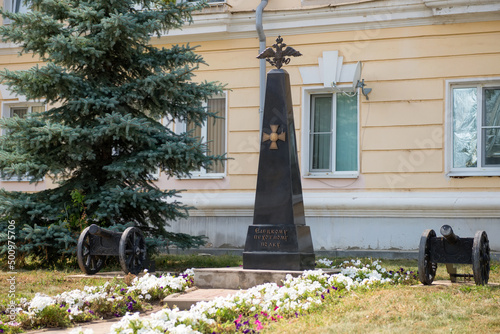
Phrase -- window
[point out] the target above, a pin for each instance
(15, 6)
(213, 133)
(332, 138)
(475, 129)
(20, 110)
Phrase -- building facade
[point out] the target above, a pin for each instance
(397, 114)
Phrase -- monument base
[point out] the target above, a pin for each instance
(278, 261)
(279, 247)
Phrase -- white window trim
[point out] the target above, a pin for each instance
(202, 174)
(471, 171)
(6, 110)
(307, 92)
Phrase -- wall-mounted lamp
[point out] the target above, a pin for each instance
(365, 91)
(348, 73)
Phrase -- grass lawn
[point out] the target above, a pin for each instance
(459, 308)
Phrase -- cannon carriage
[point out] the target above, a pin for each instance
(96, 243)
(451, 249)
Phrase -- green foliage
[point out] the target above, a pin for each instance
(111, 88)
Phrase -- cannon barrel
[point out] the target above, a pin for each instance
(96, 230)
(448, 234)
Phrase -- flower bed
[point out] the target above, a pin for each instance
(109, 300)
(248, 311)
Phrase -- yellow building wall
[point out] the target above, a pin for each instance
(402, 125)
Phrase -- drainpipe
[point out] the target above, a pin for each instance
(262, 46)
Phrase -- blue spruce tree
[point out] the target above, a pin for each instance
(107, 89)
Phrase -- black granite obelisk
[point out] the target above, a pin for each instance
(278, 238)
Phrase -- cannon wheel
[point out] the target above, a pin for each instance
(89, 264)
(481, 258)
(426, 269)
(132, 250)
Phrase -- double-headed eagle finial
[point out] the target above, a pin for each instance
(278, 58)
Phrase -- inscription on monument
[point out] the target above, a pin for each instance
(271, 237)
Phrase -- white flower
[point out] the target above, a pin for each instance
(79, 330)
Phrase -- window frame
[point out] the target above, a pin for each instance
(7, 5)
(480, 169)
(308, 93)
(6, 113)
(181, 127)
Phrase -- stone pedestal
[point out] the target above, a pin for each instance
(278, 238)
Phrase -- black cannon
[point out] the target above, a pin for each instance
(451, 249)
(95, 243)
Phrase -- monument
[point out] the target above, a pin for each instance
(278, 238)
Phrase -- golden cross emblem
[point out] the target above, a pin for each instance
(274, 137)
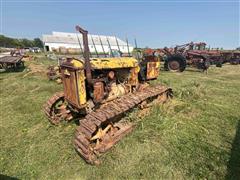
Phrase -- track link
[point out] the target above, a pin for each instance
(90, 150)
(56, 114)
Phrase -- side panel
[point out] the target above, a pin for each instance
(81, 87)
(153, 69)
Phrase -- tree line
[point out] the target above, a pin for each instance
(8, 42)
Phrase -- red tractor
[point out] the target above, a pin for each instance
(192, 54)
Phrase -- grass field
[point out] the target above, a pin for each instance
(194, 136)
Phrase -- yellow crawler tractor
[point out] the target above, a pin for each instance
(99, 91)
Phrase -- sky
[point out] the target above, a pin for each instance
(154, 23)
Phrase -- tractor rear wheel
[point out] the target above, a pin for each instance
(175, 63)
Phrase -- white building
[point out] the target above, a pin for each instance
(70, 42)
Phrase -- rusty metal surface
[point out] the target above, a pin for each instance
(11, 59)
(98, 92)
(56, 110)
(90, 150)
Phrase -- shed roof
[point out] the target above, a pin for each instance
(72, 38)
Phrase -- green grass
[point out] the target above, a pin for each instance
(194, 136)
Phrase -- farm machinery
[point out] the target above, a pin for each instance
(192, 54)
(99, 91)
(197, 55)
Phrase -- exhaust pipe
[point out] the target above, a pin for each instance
...
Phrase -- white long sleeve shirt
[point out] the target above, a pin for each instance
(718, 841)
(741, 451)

> [Exercise details]
Report every line in the records above that contains the string "wheel". Case counts.

> [Result for this task]
Phrase -- cannon wheel
Phrase -- tractor rear wheel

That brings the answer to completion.